> Using the information:
a – Reproduce the mammography workshop page word for word, from "3 - Training, testing, and" up to and including "through this documentation.".
b – For each statement below, does it agree with the mammography workshop page? Answer yes or no, and quote the deciding words. (i) The CC view is taken when the machine scans the breast vertically. (ii) The lab has been tested in the Ohio region. (iii) A service limit of 1 SageMaker ml.p2.xlarge instance is required for the Jupyter Notebook.

(Document passage begins)

Amazon SageMaker Mammography Classification Workshop

Our classification challenge

Mammography (also called mastography) is the process of using low-energy X-rays to examine the human breast for diagnosis and screening. The goal of mammography is the early detection of breast cancer, typically through detection of characteristic masses or microcalcifications.

There are 2 most common views for a mammography exam:

craniocaudal view (aka CC view)
mediolateral oblique view (aka MLO view)

The CC view is the exam taken when the machine scans the breast horizontally. The MLO view is the exam taken when the machine scans the breast vertically.

Each view contains one picture for the left breast and one for the right breast. So, for a common exam, we have at least four pictures:

Left-CC
Right-CC
Left-MLO
Right-MLO

How to set a CC and MLO apart?

In an MLO, it is usually possible to identify armpit muscle; sometimes even part of the belly of the patient. As you can see in the example below:

Note from the author: Please note that some words in this module are not medical terms. They are being used here for the purpose of elucidation.

Around 20% of exam images are misdiagnosed. The percentage varies by country and cause, and reflections of that might be damaging to the patient's health.
Our challenge for this workshop is to prevent misclassification of images, that could cause the system to spend more money on retaking those exams or possibly leading to a misdiagnosis.

So, let's begin!

1 - Creating the SageMaker Jupyter Notebook

2 - Ground Truth

3 - Training, testing, and deploying the Mammography Classification model

Today we will learn how to classify mammography images into 5 different categories using Amazon SageMaker, Amazon GroundTruth, AWS StepFunctions, AWS Lambda, and much more!

You will need to use an AWS account for this workshop, and all information will be provided through this documentation.

Let's begin!

To get started, you will need an IAM user with permissions on the following services:

CloudFormation
CloudFront
S3
IAM
Cognito
Lambda
SageMaker
StepFunctions

Pre-requirements:

Service limit of 1 SageMaker ml.t2.large instance for a Jupyter Notebook
Service limit of 1 SageMaker GPU instance type (ml.p2.xlarge, ml.p3.xlarge, etc) for training the model
Service limit to create 3 Amazon S3buckets
Service limit to create 1 Amazon VPC

This lab has been tested in the following regions:

N. Virginia (us-east-1)
Ohio (us-east-2)
Oregon (us-west-2)
Ireland (eu-west-1)

1 - Creating the SageMaker Jupyter Notebook

Before we can start the workshop, we need to have a SageMaker Jupyter Notebook deployed in your account. The CloudFormation below will also create a bucket for the files needed for this workshop.
And, finally, it will create a file inside that S3 bucket that contains a zip of OpenCV lib to be used in Module 4 - Front End of this workshop.

CloudFormation

Right-click here and save link as to save the sagemaker_template.yml template file you are going to use to deploy the basic infrastructure for this workshop.

(Document passage ends)
(Information begins)

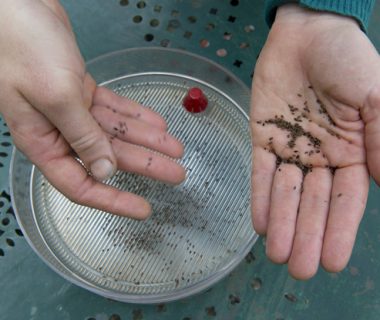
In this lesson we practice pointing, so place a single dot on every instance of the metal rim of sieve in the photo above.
(152, 298)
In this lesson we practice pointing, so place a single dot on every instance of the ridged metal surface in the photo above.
(197, 230)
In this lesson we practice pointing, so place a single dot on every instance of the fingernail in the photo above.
(102, 169)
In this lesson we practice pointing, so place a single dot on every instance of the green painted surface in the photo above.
(256, 289)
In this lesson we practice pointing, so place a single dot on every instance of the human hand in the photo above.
(315, 119)
(46, 97)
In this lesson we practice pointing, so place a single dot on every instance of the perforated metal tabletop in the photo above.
(231, 33)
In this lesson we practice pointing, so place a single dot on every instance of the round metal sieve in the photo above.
(198, 232)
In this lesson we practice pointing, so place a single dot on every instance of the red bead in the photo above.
(195, 101)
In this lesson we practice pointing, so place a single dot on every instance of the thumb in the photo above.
(68, 110)
(371, 117)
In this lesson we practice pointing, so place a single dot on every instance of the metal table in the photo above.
(232, 34)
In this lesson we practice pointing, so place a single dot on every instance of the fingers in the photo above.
(132, 158)
(87, 139)
(68, 176)
(371, 115)
(137, 132)
(263, 170)
(105, 97)
(311, 222)
(348, 199)
(285, 198)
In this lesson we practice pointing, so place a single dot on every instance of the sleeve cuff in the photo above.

(Information ends)

> Answer section:
a –
3 - Training, testing, and deploying the Mammography Classification model

Today we will learn how to classify mammography images into 5 different categories using Amazon SageMaker, Amazon GroundTruth, AWS StepFunctions, AWS Lambda, and much more!

You will need to use an AWS account for this workshop, and all information will be provided through this documentation.

b –
(i) No: "The CC view is the exam taken when the machine scans the breast horizontally."
(ii) Yes: "Ohio (us-east-2)"
(iii) No: "Service limit of 1 SageMaker ml.t2.large instance for a Jupyter Notebook"